• [Excerpted passage]:
——————

By Karen Parrish
DoD News, Defense Media Activity
WASHINGTON, July 1, 2015 – Improvised explosive devices have been a rapidly evolving and deadly menace in many parts of the world as terrorists employ these homemade bombs against military forces and civilian populations.
U.S. leaders created the Joint Improvised Explosive Device Defeat Organization, or JIEDDO, to counter that threat. As Defense Department strategy and resources shift from previous wars to focus on future missions, the Defense Department has begun to transition JIEDDO’s role and capabilities to the office of acquisition, technology and logistics.
Frank Kendall, the undersecretary of defense for Acquisition, Technology and Logistics, paid a visit yesterday to JIEDDO’s headquarters at the Pentagon to talk about what that move will mean for the agency’s employees.
Supporting the Warfighter
“There was a lot of concern before the ISIL threat emerged that we were going to atrophy the capabilities we built up through the campaigns in Iraq and Afghanistan,” Kendall said during a speech to the workforce. “That’s a skill set we don’t want to lose.”
The undersecretary noted that the U.S. will work to suppress ISIL and other extremist groups, but that those groups are not going to disappear
“We are going to have to deal with these people whose weapon of choice is going to be improvised weapons of various types -- nontraditional fighting -- that is something you have been doing well for an extremely long time, and we are going to need you,” he said.
Employing System Capabilities
Kendall added that relocating the counter-IED organization within the defense acquisition, technology and logistics sector “was a natural solution.”

——————

• [Study material]:
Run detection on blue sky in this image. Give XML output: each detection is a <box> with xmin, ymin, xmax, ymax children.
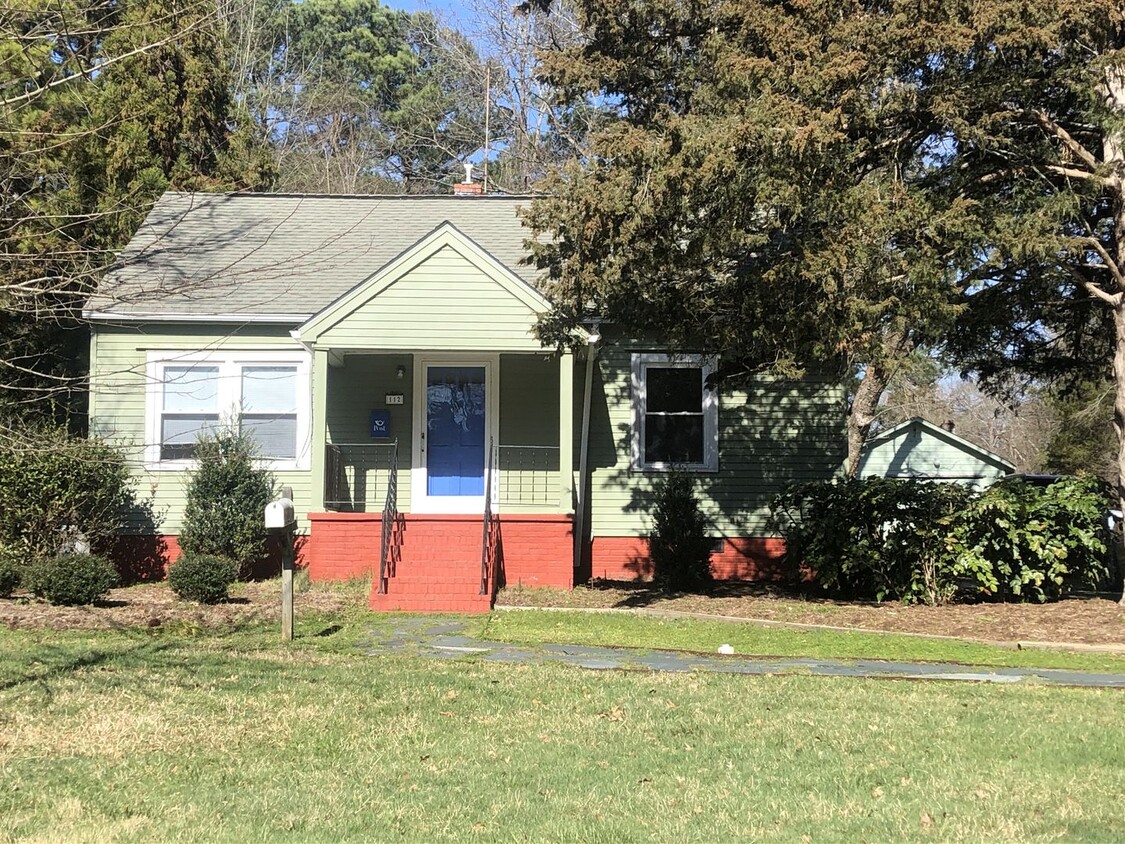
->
<box><xmin>383</xmin><ymin>0</ymin><xmax>464</xmax><ymax>23</ymax></box>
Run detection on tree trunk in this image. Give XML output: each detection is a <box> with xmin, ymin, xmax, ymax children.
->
<box><xmin>847</xmin><ymin>363</ymin><xmax>891</xmax><ymax>477</ymax></box>
<box><xmin>1112</xmin><ymin>303</ymin><xmax>1125</xmax><ymax>607</ymax></box>
<box><xmin>1098</xmin><ymin>64</ymin><xmax>1125</xmax><ymax>607</ymax></box>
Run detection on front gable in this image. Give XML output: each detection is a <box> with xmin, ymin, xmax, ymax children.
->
<box><xmin>858</xmin><ymin>417</ymin><xmax>1016</xmax><ymax>481</ymax></box>
<box><xmin>295</xmin><ymin>223</ymin><xmax>550</xmax><ymax>351</ymax></box>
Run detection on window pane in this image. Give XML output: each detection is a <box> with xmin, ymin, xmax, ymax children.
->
<box><xmin>242</xmin><ymin>413</ymin><xmax>297</xmax><ymax>460</ymax></box>
<box><xmin>164</xmin><ymin>366</ymin><xmax>218</xmax><ymax>413</ymax></box>
<box><xmin>645</xmin><ymin>414</ymin><xmax>703</xmax><ymax>464</ymax></box>
<box><xmin>645</xmin><ymin>367</ymin><xmax>703</xmax><ymax>413</ymax></box>
<box><xmin>242</xmin><ymin>367</ymin><xmax>297</xmax><ymax>413</ymax></box>
<box><xmin>160</xmin><ymin>413</ymin><xmax>218</xmax><ymax>460</ymax></box>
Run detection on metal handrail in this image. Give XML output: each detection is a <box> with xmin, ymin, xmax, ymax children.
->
<box><xmin>496</xmin><ymin>443</ymin><xmax>561</xmax><ymax>505</ymax></box>
<box><xmin>324</xmin><ymin>442</ymin><xmax>344</xmax><ymax>506</ymax></box>
<box><xmin>324</xmin><ymin>441</ymin><xmax>396</xmax><ymax>512</ymax></box>
<box><xmin>480</xmin><ymin>437</ymin><xmax>496</xmax><ymax>595</ymax></box>
<box><xmin>378</xmin><ymin>438</ymin><xmax>398</xmax><ymax>595</ymax></box>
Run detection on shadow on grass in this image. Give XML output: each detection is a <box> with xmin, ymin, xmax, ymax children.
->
<box><xmin>586</xmin><ymin>580</ymin><xmax>885</xmax><ymax>609</ymax></box>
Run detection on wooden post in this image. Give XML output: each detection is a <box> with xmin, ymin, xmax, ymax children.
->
<box><xmin>277</xmin><ymin>486</ymin><xmax>297</xmax><ymax>641</ymax></box>
<box><xmin>308</xmin><ymin>349</ymin><xmax>329</xmax><ymax>513</ymax></box>
<box><xmin>278</xmin><ymin>530</ymin><xmax>294</xmax><ymax>641</ymax></box>
<box><xmin>559</xmin><ymin>349</ymin><xmax>574</xmax><ymax>513</ymax></box>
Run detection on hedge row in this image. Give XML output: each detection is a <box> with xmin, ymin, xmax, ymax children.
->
<box><xmin>772</xmin><ymin>477</ymin><xmax>1110</xmax><ymax>604</ymax></box>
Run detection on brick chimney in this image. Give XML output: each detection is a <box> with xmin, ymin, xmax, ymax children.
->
<box><xmin>453</xmin><ymin>161</ymin><xmax>485</xmax><ymax>196</ymax></box>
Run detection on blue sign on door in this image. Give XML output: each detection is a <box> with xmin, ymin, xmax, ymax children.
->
<box><xmin>371</xmin><ymin>411</ymin><xmax>390</xmax><ymax>437</ymax></box>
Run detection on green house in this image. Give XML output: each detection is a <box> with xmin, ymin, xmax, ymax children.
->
<box><xmin>857</xmin><ymin>416</ymin><xmax>1016</xmax><ymax>490</ymax></box>
<box><xmin>86</xmin><ymin>186</ymin><xmax>844</xmax><ymax>611</ymax></box>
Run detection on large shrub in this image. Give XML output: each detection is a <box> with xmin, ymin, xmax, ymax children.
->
<box><xmin>27</xmin><ymin>554</ymin><xmax>117</xmax><ymax>605</ymax></box>
<box><xmin>772</xmin><ymin>478</ymin><xmax>969</xmax><ymax>603</ymax></box>
<box><xmin>772</xmin><ymin>477</ymin><xmax>1108</xmax><ymax>603</ymax></box>
<box><xmin>648</xmin><ymin>472</ymin><xmax>712</xmax><ymax>592</ymax></box>
<box><xmin>0</xmin><ymin>428</ymin><xmax>143</xmax><ymax>557</ymax></box>
<box><xmin>180</xmin><ymin>430</ymin><xmax>273</xmax><ymax>576</ymax></box>
<box><xmin>0</xmin><ymin>545</ymin><xmax>24</xmax><ymax>598</ymax></box>
<box><xmin>950</xmin><ymin>476</ymin><xmax>1109</xmax><ymax>601</ymax></box>
<box><xmin>168</xmin><ymin>554</ymin><xmax>239</xmax><ymax>603</ymax></box>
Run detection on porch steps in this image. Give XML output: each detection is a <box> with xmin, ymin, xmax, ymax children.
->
<box><xmin>368</xmin><ymin>514</ymin><xmax>493</xmax><ymax>612</ymax></box>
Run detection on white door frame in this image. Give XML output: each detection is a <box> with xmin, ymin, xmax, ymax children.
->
<box><xmin>411</xmin><ymin>352</ymin><xmax>500</xmax><ymax>514</ymax></box>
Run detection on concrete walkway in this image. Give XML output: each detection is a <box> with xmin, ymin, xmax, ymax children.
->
<box><xmin>367</xmin><ymin>618</ymin><xmax>1125</xmax><ymax>689</ymax></box>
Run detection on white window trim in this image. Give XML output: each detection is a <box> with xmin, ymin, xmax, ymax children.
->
<box><xmin>144</xmin><ymin>349</ymin><xmax>313</xmax><ymax>472</ymax></box>
<box><xmin>631</xmin><ymin>353</ymin><xmax>719</xmax><ymax>472</ymax></box>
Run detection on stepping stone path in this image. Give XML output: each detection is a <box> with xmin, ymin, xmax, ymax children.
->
<box><xmin>367</xmin><ymin>618</ymin><xmax>1125</xmax><ymax>689</ymax></box>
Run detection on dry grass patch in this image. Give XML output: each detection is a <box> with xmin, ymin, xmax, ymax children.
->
<box><xmin>496</xmin><ymin>582</ymin><xmax>1125</xmax><ymax>647</ymax></box>
<box><xmin>0</xmin><ymin>622</ymin><xmax>1125</xmax><ymax>842</ymax></box>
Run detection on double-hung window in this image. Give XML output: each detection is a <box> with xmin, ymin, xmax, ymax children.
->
<box><xmin>632</xmin><ymin>354</ymin><xmax>719</xmax><ymax>472</ymax></box>
<box><xmin>147</xmin><ymin>351</ymin><xmax>309</xmax><ymax>469</ymax></box>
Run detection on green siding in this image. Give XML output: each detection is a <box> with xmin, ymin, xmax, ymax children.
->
<box><xmin>577</xmin><ymin>345</ymin><xmax>846</xmax><ymax>537</ymax></box>
<box><xmin>496</xmin><ymin>354</ymin><xmax>560</xmax><ymax>512</ymax></box>
<box><xmin>90</xmin><ymin>323</ymin><xmax>309</xmax><ymax>535</ymax></box>
<box><xmin>858</xmin><ymin>425</ymin><xmax>1008</xmax><ymax>486</ymax></box>
<box><xmin>316</xmin><ymin>246</ymin><xmax>542</xmax><ymax>351</ymax></box>
<box><xmin>327</xmin><ymin>354</ymin><xmax>414</xmax><ymax>512</ymax></box>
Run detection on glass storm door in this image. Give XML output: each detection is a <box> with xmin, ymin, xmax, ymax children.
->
<box><xmin>423</xmin><ymin>365</ymin><xmax>487</xmax><ymax>506</ymax></box>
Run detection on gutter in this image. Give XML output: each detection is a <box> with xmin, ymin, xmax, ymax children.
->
<box><xmin>574</xmin><ymin>325</ymin><xmax>602</xmax><ymax>569</ymax></box>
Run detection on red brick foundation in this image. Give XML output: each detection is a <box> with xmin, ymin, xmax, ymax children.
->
<box><xmin>302</xmin><ymin>513</ymin><xmax>574</xmax><ymax>589</ymax></box>
<box><xmin>109</xmin><ymin>535</ymin><xmax>181</xmax><ymax>583</ymax></box>
<box><xmin>500</xmin><ymin>515</ymin><xmax>574</xmax><ymax>589</ymax></box>
<box><xmin>590</xmin><ymin>537</ymin><xmax>801</xmax><ymax>581</ymax></box>
<box><xmin>298</xmin><ymin>513</ymin><xmax>383</xmax><ymax>581</ymax></box>
<box><xmin>108</xmin><ymin>533</ymin><xmax>288</xmax><ymax>584</ymax></box>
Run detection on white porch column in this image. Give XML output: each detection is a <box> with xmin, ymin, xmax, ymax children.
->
<box><xmin>308</xmin><ymin>349</ymin><xmax>329</xmax><ymax>513</ymax></box>
<box><xmin>559</xmin><ymin>349</ymin><xmax>574</xmax><ymax>513</ymax></box>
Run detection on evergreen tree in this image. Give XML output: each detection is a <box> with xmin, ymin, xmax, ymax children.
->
<box><xmin>530</xmin><ymin>0</ymin><xmax>971</xmax><ymax>477</ymax></box>
<box><xmin>0</xmin><ymin>0</ymin><xmax>268</xmax><ymax>427</ymax></box>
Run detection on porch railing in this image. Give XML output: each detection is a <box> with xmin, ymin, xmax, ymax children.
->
<box><xmin>324</xmin><ymin>440</ymin><xmax>398</xmax><ymax>513</ymax></box>
<box><xmin>496</xmin><ymin>445</ymin><xmax>559</xmax><ymax>506</ymax></box>
<box><xmin>480</xmin><ymin>439</ymin><xmax>496</xmax><ymax>595</ymax></box>
<box><xmin>379</xmin><ymin>440</ymin><xmax>398</xmax><ymax>595</ymax></box>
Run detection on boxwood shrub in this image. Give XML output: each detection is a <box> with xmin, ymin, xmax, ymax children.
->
<box><xmin>27</xmin><ymin>554</ymin><xmax>117</xmax><ymax>605</ymax></box>
<box><xmin>168</xmin><ymin>554</ymin><xmax>239</xmax><ymax>603</ymax></box>
<box><xmin>0</xmin><ymin>545</ymin><xmax>24</xmax><ymax>598</ymax></box>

——————

• [Work task A]:
According to the JIEDDO article, where did Frank Kendall go to speak with the agency's employees?
• [Work task B]:
Carry the JIEDDO article forward, beginning after its final sentence.
The entries are separate material and have no connection to the JIEDDO article.

• [Exercise response A]:
He visited JIEDDO's headquarters at the Pentagon.

• [Exercise response B]:
Finding, buying and employing technologies to protect from IEDs “very close to the operators” is a large part of what JIEDDO, now a new defense agency, does, he said.
“You do a lot of [research and development], you do a lot of fielding, you do a lot of the requiring,” Kendall said.
The new defense agency can access DoD’s joint rapid acquisition cell to help in its mission, he noted, pledging “full and complete support” in that mission.
Kendall said his directorate also offers support functions such as system engineering, development and testing, contracting and others to aid the new agency.
Kendall told the workforce that DoD has adopted some of the rapid acquisition practices JIEDDO pioneered.
“JIEDDO’s close engagement with its operational force customers and with the intelligence community makes it a model for innovation and agility in defense acquisition,” the undersecretary said.
An example he cited was the agency’s use of challenge-based acquisition to quickly find solutions, a practice cited by the White House as examples in innovative acquisition methods promoting effective competition.
“One important message: you’re here to stay,” Kendall said. “We need you. The country needs you.”